-- DOCUMENT PASSAGE start --
If typical procedures are followed, oral arguments should be scheduled for spring, with a decision likely by June. That timing virtually assures the law will become a key arguing point in the race for president, with the election scheduled for November 2012.

If the judges rule against the individual mandate, it is unclear whether the remaining risk pool will be large enough to bear the costs of care, when presumably healthy people will skip enrolling, leaving less money for sick people’s care.

A ruling for the law would allow health exchanges – state-based, one-stop online shops where people can compare health plans, buy coverage and obtain federal health insurance subsidies – and the individual mandate to take effect, starting in 2014.

In the case before the high court, a lower court struck the mandate down, saying Congress and President Barack Obama exceeded their legislative authority under the Commerce Clause of the U.S. Constitution by imposing the mandate.

U.S. Solicitor General Donald B. Verrilli Jr. asked for a Supreme Court review, saying in court papers that the lower court’s ruling was “fundamentally flawed” and “denies Congress the broad deference it is due in enacting laws to address the Nation’s most pressing economic problems.” He said the law, passed in March 2010, deals with “a profound and enduring crisis in the market for health care that accounts for more than 17% of the Nation’s gross national product.”

The plaintiffs, 26 states, led by Florida, argued in court papers that states, which have invested great time and effort in preparation for implementing the law, especially mandated health exchanges, also by January 2014, must get resolution soon. “Time is of the essence, States need to know whether they must adapt their policies to deal with the brave new world ushered in by the ACA,” according to court papers.
-- DOCUMENT PASSAGE end --
PROBLEMS TO WORK ON:
• A. Translate this sentence from the passage on the Supreme Court review of the health care law into Spanish: "If typical procedures are followed, oral arguments should be scheduled for spring, with a decision likely by June."
• B. In the passage on the Supreme Court review of the health care law, which state led the 26 plaintiff states?
• C. Go on with the passage on the Supreme Court review of the health care law, picking up after its final sentence.
-- EXTRACTED MATERIAL start --
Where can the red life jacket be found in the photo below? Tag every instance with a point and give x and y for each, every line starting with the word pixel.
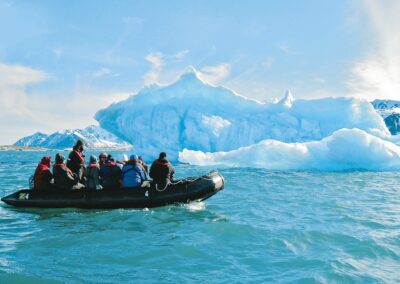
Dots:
pixel 161 163
pixel 42 177
pixel 62 164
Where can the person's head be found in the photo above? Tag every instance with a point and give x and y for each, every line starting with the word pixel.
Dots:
pixel 59 158
pixel 134 158
pixel 93 159
pixel 46 161
pixel 103 157
pixel 79 145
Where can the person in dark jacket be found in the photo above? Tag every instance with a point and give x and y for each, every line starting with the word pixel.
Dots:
pixel 103 158
pixel 64 178
pixel 92 175
pixel 161 171
pixel 132 173
pixel 110 174
pixel 76 160
pixel 42 177
pixel 144 165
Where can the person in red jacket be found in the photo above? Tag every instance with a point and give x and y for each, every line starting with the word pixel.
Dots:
pixel 76 160
pixel 42 177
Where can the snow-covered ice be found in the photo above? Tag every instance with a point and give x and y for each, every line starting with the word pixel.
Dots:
pixel 344 149
pixel 195 115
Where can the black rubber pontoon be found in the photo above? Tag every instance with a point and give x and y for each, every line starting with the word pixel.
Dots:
pixel 181 191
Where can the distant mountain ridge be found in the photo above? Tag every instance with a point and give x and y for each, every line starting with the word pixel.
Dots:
pixel 94 137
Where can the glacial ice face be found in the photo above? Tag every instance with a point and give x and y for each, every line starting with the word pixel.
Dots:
pixel 195 115
pixel 344 149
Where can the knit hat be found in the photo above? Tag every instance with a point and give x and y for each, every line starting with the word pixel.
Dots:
pixel 46 161
pixel 59 158
pixel 93 159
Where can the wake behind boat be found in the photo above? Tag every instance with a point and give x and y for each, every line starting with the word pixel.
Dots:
pixel 180 191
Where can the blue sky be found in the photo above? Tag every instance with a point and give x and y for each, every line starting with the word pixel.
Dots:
-- EXTRACTED MATERIAL end --
OUTPUTS BY TASK:
• A. Si se siguen los procedimientos habituales, los alegatos orales deberían programarse para la primavera, y es probable que haya una decisión para junio.

• B. Florida

• C.
The 26 states’ challenge is one of 26 challenges to the law, according to the Washington Post, with six rulings so far being filed. Five of those cases have been appealed to the Supreme Court.

Two federal circuit courts, one in Michigan and one in Washington, D.C., ruled the law constitutional, while the 11th Circuit Court of Appeals in Florida called the law unconstitutional. Meanwhile, the Fourth Circuit Court of Appeals in Richmond, Va., reached a different conclusion. It dropped two cases, saying plaintiffs lacked standing since no one would be affected by the law until 2014, according to the Washington Post.

 

2 Responses

  1. Kim Hrubes Says:

    If they would have passed a law that made it advantageous to purchase insurance, such as allowing individuals to deduct their insurance premium from their taxes, the law could have actually worked. If you can’t afford to buy insurance, paying a tax penalty doesn’t help anyone. We need to get healthy people to voluntarily purchase insurance. This would make insurance more affordable by getting more healthy people into the pool. Why is this such a hard concept for government to grasp?